Entries from a dataset:
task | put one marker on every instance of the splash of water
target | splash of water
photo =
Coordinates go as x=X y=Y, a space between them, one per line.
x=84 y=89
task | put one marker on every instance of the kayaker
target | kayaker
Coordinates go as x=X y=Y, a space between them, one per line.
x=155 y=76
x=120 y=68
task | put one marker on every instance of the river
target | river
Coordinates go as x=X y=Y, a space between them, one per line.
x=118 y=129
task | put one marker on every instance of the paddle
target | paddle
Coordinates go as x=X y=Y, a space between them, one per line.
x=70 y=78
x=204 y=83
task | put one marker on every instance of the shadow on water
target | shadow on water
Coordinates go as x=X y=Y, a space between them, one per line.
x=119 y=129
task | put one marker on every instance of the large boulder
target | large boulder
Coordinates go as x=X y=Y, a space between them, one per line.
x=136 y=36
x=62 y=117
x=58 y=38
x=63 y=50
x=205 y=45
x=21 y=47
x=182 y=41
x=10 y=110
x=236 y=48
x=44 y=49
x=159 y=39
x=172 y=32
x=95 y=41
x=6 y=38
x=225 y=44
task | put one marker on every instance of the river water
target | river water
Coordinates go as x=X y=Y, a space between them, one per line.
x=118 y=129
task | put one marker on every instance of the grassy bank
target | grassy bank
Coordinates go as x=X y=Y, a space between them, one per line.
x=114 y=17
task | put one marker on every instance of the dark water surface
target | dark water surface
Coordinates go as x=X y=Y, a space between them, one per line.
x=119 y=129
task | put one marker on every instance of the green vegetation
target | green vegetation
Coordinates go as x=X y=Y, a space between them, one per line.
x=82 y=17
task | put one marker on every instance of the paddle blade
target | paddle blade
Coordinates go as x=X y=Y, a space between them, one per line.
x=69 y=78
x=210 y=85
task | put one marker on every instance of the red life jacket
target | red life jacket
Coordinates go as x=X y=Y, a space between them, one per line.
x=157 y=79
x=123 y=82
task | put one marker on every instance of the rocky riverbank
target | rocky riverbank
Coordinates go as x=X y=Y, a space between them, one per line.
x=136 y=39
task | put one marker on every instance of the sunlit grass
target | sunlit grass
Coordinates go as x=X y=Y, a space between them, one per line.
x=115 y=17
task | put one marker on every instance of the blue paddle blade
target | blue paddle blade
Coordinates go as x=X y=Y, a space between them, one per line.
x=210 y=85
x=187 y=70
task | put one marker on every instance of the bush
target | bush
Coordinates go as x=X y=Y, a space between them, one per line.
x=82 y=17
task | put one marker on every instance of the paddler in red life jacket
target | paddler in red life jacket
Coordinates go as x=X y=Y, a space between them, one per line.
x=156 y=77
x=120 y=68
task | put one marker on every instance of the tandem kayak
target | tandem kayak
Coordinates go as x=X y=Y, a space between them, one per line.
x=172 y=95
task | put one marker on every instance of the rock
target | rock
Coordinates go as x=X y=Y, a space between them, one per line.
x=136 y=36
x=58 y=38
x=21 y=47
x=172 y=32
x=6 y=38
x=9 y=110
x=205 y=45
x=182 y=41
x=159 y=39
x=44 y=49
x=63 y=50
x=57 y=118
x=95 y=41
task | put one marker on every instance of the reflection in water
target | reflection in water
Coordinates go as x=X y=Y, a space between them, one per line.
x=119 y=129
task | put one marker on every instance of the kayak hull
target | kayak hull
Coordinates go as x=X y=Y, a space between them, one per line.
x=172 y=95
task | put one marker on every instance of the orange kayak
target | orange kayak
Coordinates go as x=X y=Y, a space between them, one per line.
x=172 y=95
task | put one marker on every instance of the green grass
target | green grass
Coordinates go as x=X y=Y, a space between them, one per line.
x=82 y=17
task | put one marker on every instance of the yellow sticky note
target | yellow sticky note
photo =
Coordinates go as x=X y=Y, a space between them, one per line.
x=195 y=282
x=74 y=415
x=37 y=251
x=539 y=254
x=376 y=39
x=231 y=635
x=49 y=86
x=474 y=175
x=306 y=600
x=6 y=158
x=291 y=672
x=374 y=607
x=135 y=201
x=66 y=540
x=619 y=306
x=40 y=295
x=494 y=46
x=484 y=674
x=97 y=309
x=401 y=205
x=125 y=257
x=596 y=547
---
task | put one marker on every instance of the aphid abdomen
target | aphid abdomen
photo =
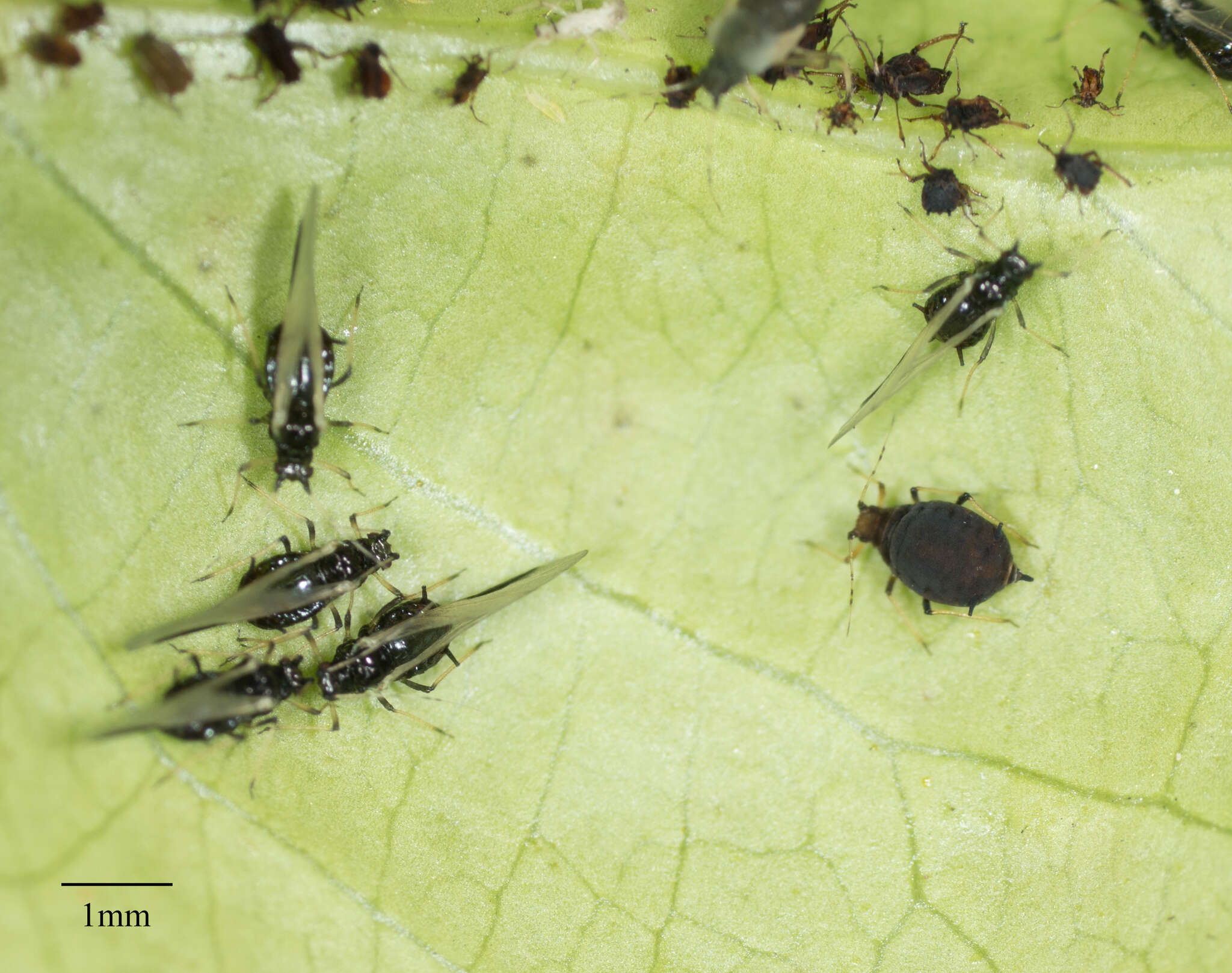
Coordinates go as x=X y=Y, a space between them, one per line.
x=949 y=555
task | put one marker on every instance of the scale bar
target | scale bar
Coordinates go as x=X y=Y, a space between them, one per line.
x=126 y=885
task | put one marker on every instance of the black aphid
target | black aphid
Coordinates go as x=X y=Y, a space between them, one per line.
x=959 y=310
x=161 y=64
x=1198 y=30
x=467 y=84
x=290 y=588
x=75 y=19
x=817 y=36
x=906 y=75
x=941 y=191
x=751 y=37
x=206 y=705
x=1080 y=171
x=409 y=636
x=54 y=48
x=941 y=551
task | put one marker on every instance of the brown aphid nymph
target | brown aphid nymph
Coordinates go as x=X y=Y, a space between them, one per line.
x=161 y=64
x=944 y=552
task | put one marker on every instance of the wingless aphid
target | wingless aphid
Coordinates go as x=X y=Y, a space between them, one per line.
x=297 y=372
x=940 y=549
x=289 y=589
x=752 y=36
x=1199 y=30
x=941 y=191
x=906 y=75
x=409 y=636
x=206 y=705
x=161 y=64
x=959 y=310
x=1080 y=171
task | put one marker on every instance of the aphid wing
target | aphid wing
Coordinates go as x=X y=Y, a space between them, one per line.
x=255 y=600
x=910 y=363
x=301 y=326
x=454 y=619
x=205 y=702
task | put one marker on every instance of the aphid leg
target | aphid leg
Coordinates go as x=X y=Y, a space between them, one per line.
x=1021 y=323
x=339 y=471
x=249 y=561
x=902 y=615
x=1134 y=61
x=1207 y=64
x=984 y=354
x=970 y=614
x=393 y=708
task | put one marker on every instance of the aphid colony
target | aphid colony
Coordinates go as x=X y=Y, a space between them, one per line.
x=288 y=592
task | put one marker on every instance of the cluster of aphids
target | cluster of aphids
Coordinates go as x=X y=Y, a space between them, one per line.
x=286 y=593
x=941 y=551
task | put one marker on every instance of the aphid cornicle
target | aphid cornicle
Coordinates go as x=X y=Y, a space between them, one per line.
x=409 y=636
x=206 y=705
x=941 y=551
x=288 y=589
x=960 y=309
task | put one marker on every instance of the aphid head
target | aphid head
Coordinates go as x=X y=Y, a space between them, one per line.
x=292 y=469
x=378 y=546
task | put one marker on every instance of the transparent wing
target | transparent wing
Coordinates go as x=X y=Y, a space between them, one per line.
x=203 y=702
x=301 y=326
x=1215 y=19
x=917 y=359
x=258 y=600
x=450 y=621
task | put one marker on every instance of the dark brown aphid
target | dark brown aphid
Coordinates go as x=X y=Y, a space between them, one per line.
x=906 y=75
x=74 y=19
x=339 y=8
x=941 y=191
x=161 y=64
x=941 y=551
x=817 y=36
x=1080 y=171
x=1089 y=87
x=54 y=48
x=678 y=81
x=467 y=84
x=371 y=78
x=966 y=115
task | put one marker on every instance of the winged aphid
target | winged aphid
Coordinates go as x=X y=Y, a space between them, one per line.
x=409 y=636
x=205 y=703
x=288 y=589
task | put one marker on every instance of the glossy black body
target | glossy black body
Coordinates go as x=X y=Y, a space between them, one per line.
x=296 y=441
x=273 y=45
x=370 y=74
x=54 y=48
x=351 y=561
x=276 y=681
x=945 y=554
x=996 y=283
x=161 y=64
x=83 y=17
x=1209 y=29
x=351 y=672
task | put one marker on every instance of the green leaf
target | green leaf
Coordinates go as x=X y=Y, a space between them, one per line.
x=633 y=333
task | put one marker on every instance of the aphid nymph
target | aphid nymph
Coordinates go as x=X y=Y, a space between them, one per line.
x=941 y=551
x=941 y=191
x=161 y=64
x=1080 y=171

Exercise task => Begin at the line that contains "task | put one marker on every instance of the wingless" and stop after the line that contains "x=450 y=621", writing out each line of those entries in full. Scale every coordinate value by 1.35 and round to whole numbers, with halves rounded up.

Exercise response =>
task | put one marker on every instance of the wingless aphid
target | wingless aphid
Coordinates go as x=X y=Y, a space between them, one per line.
x=401 y=502
x=1269 y=741
x=390 y=795
x=1015 y=49
x=1619 y=41
x=1270 y=258
x=1223 y=101
x=552 y=859
x=278 y=952
x=217 y=86
x=1295 y=419
x=1458 y=231
task | put one marker on every instance of the aphid wing
target | aphid wing
Coordinates go as x=X y=Y, a space between them, one per line.
x=344 y=810
x=1229 y=490
x=406 y=440
x=613 y=836
x=277 y=948
task | put one marker on every instance of the aphid leg
target | aphid leg
Coordinates go as x=X y=Y, a space between them, one per line.
x=1378 y=436
x=458 y=636
x=336 y=757
x=1218 y=830
x=1531 y=82
x=1629 y=86
x=1328 y=478
x=1310 y=829
x=531 y=956
task | put one marker on every instance of the aphid colony
target | aphid colony
Coordinates go as x=X y=Y, a space between them, one per line.
x=389 y=799
task | put one marker on every instance of the cluster of aphids
target | cluster of aphids
Coordinates go as x=X y=Y, a space between them, one per line.
x=386 y=801
x=1270 y=744
task | put one marker on every instance of the aphid cornicle
target | aphid cornicle
Coordinates go as x=X y=Y, a space between them, one per line.
x=552 y=859
x=278 y=952
x=1270 y=744
x=389 y=795
x=1296 y=417
task | put one marker on every instance of the aphid head
target | aphid head
Coordinates go as x=X y=Y, a space between them, one per line.
x=394 y=633
x=510 y=737
task | put one marker on every instance of the transparent wing
target | transparent wing
Coordinates go as x=X y=Y, a space between them, one per line.
x=274 y=948
x=406 y=440
x=1640 y=26
x=1238 y=485
x=348 y=810
x=608 y=838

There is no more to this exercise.